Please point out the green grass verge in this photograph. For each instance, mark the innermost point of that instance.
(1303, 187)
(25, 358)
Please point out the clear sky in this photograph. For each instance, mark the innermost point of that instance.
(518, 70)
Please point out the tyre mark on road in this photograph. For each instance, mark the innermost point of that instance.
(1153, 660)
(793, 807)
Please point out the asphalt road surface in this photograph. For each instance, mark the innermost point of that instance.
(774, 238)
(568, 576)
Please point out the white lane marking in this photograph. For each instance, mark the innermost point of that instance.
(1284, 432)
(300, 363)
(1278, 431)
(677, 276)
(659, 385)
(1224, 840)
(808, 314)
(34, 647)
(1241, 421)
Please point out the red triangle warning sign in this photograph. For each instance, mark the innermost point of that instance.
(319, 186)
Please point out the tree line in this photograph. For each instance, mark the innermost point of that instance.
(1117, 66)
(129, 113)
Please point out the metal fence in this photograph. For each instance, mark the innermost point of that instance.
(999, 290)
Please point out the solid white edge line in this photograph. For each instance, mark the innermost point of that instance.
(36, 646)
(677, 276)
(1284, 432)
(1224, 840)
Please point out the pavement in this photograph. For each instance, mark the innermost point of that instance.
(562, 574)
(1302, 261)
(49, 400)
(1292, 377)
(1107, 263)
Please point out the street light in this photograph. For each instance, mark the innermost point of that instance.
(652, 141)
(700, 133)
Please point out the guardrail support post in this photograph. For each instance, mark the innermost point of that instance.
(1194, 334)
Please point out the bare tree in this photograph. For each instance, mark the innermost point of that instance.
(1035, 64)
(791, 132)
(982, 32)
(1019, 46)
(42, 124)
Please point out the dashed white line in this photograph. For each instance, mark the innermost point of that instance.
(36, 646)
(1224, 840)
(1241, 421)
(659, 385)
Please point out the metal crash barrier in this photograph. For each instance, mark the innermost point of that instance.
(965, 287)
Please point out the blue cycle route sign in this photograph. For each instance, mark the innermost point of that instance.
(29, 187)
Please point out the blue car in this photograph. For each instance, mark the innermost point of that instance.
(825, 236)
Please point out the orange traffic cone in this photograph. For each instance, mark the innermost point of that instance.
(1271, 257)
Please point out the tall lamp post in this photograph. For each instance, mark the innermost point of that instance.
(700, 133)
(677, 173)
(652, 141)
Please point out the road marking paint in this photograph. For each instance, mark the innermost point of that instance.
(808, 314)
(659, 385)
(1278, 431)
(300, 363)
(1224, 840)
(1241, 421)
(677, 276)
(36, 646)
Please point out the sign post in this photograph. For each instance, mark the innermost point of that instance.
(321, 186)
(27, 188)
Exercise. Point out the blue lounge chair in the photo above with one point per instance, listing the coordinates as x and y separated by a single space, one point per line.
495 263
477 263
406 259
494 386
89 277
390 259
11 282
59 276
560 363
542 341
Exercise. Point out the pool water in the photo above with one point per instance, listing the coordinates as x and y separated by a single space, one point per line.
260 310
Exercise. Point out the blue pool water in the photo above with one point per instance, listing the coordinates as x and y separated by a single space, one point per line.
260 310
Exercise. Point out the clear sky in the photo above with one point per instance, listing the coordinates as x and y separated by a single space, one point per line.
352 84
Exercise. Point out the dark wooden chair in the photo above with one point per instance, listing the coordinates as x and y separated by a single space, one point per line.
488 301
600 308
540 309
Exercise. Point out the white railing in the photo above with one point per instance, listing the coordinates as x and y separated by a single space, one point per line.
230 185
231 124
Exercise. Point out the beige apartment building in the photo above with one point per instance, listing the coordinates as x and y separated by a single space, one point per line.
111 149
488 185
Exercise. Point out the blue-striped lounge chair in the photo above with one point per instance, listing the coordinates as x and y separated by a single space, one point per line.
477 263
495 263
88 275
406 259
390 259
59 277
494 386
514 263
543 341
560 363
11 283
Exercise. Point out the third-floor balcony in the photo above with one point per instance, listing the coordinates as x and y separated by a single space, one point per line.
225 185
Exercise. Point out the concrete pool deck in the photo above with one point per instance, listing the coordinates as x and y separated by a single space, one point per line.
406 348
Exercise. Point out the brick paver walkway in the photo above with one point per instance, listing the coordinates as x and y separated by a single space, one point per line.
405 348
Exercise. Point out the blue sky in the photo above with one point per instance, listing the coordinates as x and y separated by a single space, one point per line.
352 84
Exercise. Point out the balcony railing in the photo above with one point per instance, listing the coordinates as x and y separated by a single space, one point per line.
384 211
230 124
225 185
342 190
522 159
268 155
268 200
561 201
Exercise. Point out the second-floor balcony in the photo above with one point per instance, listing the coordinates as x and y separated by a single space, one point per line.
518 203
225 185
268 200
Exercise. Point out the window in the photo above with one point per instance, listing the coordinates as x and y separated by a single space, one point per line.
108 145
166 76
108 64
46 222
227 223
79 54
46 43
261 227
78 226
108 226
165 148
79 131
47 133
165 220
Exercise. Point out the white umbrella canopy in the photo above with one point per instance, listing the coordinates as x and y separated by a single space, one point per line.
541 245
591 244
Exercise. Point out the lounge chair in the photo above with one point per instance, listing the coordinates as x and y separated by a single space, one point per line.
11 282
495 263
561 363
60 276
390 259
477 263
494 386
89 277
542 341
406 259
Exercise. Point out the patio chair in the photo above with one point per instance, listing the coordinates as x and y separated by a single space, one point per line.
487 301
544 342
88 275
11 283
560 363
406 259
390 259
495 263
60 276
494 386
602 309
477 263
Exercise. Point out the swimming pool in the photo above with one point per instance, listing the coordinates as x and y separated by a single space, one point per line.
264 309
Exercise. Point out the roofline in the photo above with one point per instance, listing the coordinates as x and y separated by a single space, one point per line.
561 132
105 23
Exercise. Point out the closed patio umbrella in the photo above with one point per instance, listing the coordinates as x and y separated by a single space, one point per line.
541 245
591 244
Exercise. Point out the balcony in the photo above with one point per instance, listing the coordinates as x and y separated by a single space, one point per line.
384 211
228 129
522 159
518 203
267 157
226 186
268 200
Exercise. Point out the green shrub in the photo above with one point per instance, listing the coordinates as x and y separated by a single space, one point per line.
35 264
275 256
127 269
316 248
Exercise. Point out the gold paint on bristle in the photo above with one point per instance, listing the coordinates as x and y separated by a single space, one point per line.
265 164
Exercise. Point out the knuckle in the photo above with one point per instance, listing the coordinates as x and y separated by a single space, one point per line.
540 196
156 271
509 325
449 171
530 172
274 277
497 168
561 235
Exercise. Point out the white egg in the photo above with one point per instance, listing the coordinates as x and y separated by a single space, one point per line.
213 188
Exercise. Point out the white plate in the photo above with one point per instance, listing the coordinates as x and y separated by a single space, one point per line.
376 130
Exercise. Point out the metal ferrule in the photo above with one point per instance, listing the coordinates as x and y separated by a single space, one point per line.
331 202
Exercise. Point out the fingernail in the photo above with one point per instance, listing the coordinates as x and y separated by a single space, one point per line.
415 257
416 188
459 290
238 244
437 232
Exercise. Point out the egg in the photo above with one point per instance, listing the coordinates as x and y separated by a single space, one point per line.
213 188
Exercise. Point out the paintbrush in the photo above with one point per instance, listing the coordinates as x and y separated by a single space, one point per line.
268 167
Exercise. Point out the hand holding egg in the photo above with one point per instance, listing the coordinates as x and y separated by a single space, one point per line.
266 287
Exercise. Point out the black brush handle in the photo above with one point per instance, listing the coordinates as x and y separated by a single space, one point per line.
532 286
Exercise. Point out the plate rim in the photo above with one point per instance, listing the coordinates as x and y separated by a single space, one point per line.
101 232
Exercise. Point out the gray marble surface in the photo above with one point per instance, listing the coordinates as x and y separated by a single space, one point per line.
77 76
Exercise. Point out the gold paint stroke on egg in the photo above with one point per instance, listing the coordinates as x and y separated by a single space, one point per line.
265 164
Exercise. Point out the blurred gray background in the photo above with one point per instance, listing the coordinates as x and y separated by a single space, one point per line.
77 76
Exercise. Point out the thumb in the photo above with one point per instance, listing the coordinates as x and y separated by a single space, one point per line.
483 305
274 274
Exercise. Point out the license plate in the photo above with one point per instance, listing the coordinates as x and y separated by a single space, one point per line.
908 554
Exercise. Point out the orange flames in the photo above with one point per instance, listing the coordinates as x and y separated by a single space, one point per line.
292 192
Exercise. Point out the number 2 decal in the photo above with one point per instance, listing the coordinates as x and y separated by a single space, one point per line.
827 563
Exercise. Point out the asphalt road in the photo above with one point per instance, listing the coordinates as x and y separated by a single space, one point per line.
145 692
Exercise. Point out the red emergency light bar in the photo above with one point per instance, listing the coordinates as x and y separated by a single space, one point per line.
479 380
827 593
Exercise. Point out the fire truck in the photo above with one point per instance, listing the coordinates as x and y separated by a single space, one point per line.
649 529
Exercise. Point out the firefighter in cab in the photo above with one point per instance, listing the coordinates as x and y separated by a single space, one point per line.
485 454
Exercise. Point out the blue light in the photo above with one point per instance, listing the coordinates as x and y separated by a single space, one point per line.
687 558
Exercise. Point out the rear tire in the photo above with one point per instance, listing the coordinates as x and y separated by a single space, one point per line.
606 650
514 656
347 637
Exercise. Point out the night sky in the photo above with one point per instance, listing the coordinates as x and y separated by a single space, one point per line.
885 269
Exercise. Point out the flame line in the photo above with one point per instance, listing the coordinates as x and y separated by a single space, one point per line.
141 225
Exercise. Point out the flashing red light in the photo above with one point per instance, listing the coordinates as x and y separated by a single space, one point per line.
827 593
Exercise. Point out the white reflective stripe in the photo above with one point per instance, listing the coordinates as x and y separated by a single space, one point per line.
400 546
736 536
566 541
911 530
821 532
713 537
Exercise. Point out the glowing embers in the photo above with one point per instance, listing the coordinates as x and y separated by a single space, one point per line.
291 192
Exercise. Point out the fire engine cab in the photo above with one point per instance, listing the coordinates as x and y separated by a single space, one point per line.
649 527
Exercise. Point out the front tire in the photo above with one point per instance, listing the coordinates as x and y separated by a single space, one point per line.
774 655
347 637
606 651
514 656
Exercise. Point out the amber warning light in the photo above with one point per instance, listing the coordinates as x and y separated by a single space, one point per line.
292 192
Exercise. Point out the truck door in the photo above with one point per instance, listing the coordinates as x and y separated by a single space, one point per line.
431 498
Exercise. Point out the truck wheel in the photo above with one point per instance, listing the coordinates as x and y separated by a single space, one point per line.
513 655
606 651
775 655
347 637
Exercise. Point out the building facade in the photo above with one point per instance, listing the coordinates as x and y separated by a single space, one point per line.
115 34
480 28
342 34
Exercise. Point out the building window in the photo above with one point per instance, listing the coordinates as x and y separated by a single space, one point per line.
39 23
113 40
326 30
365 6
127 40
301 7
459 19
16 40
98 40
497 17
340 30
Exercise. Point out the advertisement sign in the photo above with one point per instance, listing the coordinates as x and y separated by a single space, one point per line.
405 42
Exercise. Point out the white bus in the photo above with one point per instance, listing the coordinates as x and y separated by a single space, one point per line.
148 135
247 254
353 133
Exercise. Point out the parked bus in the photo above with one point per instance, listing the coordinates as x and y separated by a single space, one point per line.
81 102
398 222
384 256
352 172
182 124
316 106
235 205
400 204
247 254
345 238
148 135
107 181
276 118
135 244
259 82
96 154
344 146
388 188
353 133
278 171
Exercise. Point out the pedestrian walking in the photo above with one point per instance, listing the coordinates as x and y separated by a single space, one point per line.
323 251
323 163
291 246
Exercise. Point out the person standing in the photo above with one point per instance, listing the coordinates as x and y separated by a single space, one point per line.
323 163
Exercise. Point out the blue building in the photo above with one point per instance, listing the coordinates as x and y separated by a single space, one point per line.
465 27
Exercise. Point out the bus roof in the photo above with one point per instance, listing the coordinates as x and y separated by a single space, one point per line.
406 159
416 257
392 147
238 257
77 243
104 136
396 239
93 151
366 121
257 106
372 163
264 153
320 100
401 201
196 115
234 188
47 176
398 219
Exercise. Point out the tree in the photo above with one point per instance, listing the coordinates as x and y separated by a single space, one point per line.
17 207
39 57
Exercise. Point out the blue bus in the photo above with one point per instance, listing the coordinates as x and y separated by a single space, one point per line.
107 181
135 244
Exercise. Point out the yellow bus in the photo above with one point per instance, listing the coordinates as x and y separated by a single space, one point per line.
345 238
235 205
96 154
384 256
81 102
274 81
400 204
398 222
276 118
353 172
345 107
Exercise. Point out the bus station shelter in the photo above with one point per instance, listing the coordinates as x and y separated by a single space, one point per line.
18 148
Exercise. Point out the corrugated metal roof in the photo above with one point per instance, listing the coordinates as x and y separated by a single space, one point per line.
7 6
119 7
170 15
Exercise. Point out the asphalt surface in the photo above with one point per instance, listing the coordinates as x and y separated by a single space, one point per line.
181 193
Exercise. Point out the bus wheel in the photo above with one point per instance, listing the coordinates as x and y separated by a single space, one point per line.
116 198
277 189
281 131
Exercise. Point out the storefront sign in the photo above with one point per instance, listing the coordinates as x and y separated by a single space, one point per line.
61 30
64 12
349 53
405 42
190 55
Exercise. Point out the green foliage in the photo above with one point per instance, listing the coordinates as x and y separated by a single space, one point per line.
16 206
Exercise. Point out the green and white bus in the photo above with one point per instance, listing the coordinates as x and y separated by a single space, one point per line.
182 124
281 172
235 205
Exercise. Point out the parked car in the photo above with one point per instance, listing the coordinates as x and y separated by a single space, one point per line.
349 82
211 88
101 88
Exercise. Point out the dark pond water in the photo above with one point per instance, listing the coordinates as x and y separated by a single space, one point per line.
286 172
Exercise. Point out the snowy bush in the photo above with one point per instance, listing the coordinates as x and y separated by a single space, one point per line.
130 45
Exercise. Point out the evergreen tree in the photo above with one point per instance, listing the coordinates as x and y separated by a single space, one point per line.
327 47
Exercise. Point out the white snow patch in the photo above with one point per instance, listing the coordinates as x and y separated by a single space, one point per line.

***

Starting with the line that contains "Exercise. Point out the dark pond", output every line through the end of the listing above, unchanged.

Exercise. Point out the dark pond water in the photo above with one point per instance, listing the coordinates as x and y separated by a single space, one point per line.
286 172
Exercise. Point out the snowy bush in the photo above with one point per instance, listing the coordinates as x and y separated by a single space, one point per line.
130 45
Exercise. Point out the evergreen tree in the photo above with one point per instance, listing the coordinates as x and y separated by a single space, one point per line.
327 47
Exercise. Point out the white snow patch in the photo above with one point per instance, listing the coordinates as x and y separated by a single space, one point per line.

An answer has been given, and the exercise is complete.